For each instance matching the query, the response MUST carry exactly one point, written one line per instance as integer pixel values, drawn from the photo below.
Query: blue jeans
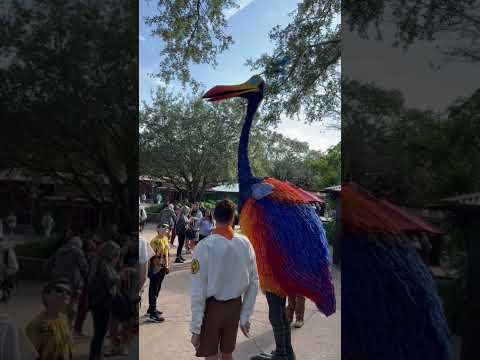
(277, 315)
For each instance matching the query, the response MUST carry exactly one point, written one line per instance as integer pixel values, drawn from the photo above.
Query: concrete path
(319, 338)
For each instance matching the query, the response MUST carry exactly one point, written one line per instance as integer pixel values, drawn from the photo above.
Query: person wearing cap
(69, 262)
(158, 268)
(50, 331)
(223, 271)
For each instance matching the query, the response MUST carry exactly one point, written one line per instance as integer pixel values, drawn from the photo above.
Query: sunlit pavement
(318, 339)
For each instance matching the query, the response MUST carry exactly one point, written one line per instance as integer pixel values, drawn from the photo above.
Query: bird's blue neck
(245, 174)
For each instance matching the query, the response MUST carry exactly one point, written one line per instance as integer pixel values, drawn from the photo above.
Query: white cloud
(241, 5)
(317, 135)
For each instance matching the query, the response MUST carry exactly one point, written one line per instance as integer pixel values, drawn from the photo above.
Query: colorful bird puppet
(390, 304)
(285, 231)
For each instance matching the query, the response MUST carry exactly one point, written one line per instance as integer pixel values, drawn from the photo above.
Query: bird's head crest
(253, 86)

════════════════════

• **À FAIRE**
Convertissez l'ensemble des enregistrements ci-dessus en une liste JSON de chaînes, à raison d'une chaîne par ligne, sans les lignes vides. Laissez les images hors de la réponse.

• **SOLUTION**
[
  "For each instance matching the query, the response MUST carry exactly one point, written one line per instance as integer pixel values, drawn from the photo below.",
  "Query: blue jeans",
  "(277, 315)",
  "For each instance matching the query, the response MUST carry exactly one point, written one line per instance as integer pixel values, drawn from the photo above.",
  "Query: concrete path",
  "(319, 338)",
  "For each instance matching the query, the response MUST carry exactly one point, written one line per instance as integer pixel values, drawn from the photo above.",
  "Query: person wearing cap",
  "(69, 262)",
  "(158, 268)",
  "(50, 331)",
  "(223, 271)",
  "For each instance matching the query, the response MUST carry exactly one point, written one line per instance as integer pixel values, drawn from the photo above.",
  "Query: sunlit pavement",
  "(318, 339)",
  "For each instance matching the query, the response MUST carry exactly one point, written one line per instance as integer pixel values, drawn from the photo above.",
  "Query: bird's blue neck",
  "(245, 174)",
  "For each instance matching the query, the response MUST carry exactly one point, written one line per instance as integer pixel values, drawn from the photo above.",
  "Query: white cloud",
  "(241, 5)",
  "(317, 135)",
  "For each instance matching the query, the response MUST carry exactly one point, written one line per instance as integer pixel values, drawn from the photo above.",
  "Query: colorful bird puppet",
  "(390, 304)",
  "(285, 231)",
  "For each instance matching the query, the response MUST carry exactly one point, written one line per instance as integer pixel values, drawn from the photo above.",
  "Query: bird's head crest",
  "(253, 86)"
]